**Stated task 1**:
Show every line of the rows below that contains the string "belly".

OT: Perl Compatible Regex problem I can't solve

List overview All Threads
Download

newer

older

Re: textmate Digest, Vol 7, Issue...

BUG: Printing page count

Mats Persson

7 Apr 2005 7 Apr '05

7:26 p.m.

OK, for way too many hours I have been trying to get this seemingly simple Perl compatible regex to work out, but I just can't seem to do it. I'm about to give up, move to a dark cave and shun computers for life. :(

The problem:

I have a string that is looking something like this: /a/b/c/d/ the string can be just /a/ or it can be /a/b/..../z/ very long.

I would like to catch all the various bits in this string [ /a/b/c/d/ ] as follows: $1 = /a/ $2 = b/ $3 = c/ $4 = d/

and so on for each added bit. The bits in between the "/" contains mainly [alphnums].

I've tried every regex version of this that I can think of and most don't return a damn thing, and others return the wrong things. A few days ago I thought I got this regex stuff, but now I'm in serious doubt.

I know that I can workaround the problem by doing other things, but it's become a bit of a burden on my mind. I'd like to know where I'm going wrong 'cause I can't see it at the moment and that drives me mad.

Extremely over the top grateful for any help. :)

Kind regards,

Mats

---- "TextMate, coding with an incredible sense of joy and ease" - www.macromates.com -

Show replies by date

Jonathan Chaffer

7 Apr 7 Apr

7:46 p.m.

On Apr 7, 2005, at 1:26 PM, Mats Persson wrote:

...

OK, for way too many hours I have been trying to get this seemingly simple Perl compatible regex to work out, but I just can't seem to do it. I'm about to give up, move to a dark cave and shun computers for life. :(

The problem:

I have a string that is looking something like this: /a/b/c/d/ the string can be just /a/ or it can be /a/b/..../z/ very long.

**Stated task 2**:
In the forum thread, what value does the poster want $3 to capture from the string /a/b/c/d/?

**Provided material**:
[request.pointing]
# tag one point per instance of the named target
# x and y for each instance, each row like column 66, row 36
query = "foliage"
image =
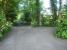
column 4, row 25
column 62, row 28
column 4, row 28
column 47, row 21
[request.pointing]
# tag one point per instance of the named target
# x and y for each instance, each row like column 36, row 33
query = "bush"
column 4, row 27
column 47, row 21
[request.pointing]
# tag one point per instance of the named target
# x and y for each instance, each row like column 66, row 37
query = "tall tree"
column 38, row 11
column 9, row 8
column 54, row 9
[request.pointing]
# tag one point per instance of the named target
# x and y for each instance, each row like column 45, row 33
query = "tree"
column 54, row 9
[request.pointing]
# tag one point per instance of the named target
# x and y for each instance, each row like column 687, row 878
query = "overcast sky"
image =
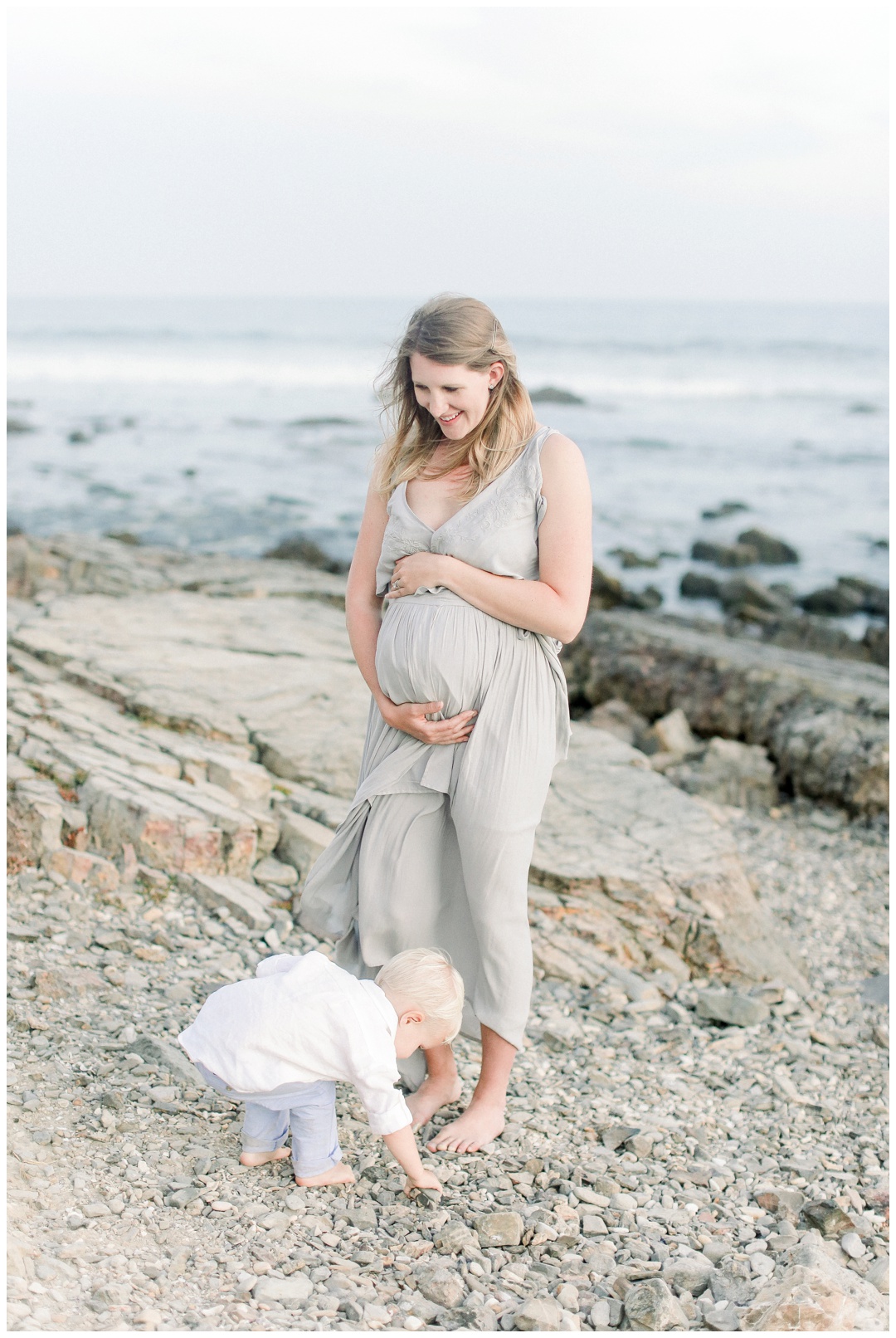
column 603, row 151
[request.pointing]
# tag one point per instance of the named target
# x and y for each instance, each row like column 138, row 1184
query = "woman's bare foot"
column 432, row 1093
column 258, row 1159
column 340, row 1174
column 479, row 1124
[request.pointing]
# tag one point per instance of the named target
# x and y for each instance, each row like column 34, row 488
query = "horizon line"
column 411, row 297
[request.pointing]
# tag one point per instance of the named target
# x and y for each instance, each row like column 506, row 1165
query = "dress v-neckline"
column 482, row 493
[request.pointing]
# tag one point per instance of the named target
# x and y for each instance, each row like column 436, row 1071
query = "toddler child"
column 282, row 1040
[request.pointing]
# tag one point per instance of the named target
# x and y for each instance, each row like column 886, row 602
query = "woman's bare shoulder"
column 561, row 454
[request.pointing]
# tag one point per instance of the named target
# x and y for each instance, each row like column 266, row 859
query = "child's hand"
column 424, row 1180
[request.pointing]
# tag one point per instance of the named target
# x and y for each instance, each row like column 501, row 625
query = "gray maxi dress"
column 436, row 848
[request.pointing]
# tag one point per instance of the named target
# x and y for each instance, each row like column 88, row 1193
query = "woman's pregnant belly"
column 437, row 649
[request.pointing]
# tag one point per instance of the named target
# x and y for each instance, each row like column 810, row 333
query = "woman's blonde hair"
column 456, row 332
column 426, row 977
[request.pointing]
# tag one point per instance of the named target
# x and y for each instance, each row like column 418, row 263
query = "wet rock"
column 723, row 554
column 65, row 983
column 723, row 509
column 745, row 596
column 875, row 599
column 771, row 550
column 541, row 1314
column 848, row 596
column 651, row 1306
column 729, row 1007
column 629, row 559
column 823, row 723
column 499, row 1228
column 616, row 717
column 729, row 772
column 694, row 585
column 299, row 548
column 610, row 593
column 832, row 601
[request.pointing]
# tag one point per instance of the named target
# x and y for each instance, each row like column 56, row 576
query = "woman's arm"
column 554, row 605
column 363, row 617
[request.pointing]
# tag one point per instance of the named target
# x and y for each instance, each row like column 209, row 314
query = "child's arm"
column 403, row 1145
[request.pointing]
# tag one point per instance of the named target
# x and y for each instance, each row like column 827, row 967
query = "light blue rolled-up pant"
column 306, row 1110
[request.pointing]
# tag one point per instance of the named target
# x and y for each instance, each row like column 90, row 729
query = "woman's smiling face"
column 456, row 396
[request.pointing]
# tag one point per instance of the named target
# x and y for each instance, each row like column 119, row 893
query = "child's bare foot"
column 479, row 1124
column 340, row 1174
column 431, row 1096
column 258, row 1159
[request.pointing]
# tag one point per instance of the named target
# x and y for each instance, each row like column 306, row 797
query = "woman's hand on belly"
column 416, row 570
column 411, row 719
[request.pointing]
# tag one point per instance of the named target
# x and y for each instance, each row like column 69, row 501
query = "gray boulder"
column 729, row 772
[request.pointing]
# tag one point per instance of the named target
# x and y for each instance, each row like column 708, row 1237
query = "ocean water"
column 226, row 424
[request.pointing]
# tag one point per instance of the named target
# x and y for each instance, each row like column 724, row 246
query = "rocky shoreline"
column 696, row 1128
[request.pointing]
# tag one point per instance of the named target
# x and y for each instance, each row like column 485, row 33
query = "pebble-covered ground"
column 637, row 1143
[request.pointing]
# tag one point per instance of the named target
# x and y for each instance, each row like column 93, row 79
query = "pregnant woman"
column 472, row 566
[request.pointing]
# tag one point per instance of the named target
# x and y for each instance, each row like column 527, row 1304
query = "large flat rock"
column 824, row 721
column 650, row 870
column 273, row 672
column 159, row 704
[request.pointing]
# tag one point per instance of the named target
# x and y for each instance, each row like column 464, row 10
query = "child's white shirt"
column 299, row 1020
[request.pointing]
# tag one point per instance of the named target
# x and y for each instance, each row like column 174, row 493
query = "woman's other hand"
column 411, row 719
column 416, row 570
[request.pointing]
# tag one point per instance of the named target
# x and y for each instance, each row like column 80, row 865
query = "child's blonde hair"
column 426, row 977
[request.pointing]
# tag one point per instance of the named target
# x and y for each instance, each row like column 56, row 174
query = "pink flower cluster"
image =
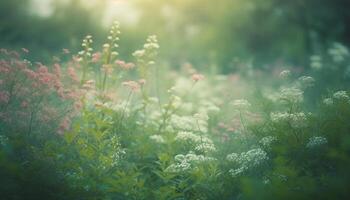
column 34, row 98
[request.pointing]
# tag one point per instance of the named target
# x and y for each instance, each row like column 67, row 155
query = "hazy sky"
column 122, row 10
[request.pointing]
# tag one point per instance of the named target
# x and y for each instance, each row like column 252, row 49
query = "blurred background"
column 205, row 33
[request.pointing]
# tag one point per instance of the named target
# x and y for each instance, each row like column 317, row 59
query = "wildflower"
column 316, row 62
column 107, row 68
column 306, row 81
column 72, row 74
column 4, row 97
column 285, row 74
column 139, row 53
column 197, row 77
column 298, row 120
column 134, row 86
column 328, row 101
column 3, row 140
column 157, row 138
column 293, row 95
column 65, row 51
column 241, row 104
column 316, row 141
column 25, row 50
column 124, row 65
column 341, row 95
column 187, row 136
column 24, row 104
column 184, row 163
column 64, row 125
column 142, row 82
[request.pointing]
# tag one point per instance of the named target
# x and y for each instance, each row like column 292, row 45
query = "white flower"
column 157, row 138
column 267, row 141
column 139, row 53
column 293, row 95
column 341, row 95
column 285, row 74
column 187, row 162
column 205, row 147
column 316, row 62
column 298, row 120
column 232, row 157
column 316, row 141
column 247, row 160
column 187, row 136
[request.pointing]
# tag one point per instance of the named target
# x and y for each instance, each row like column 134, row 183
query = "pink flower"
column 142, row 82
column 134, row 86
column 65, row 51
column 89, row 85
column 24, row 104
column 96, row 57
column 108, row 69
column 125, row 66
column 197, row 77
column 57, row 70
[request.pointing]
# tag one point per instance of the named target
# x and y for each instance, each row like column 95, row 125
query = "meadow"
column 96, row 124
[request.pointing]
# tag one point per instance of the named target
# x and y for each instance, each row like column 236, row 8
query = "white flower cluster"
column 316, row 141
column 187, row 162
column 247, row 160
column 292, row 94
column 157, row 138
column 296, row 120
column 241, row 104
column 285, row 74
column 267, row 141
column 148, row 52
column 198, row 122
column 201, row 143
column 208, row 107
column 338, row 52
column 316, row 62
column 306, row 82
column 117, row 150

**Result 1**:
query = "woman's pregnant belly"
query = "woman's hand on belly"

**Result 2**:
c/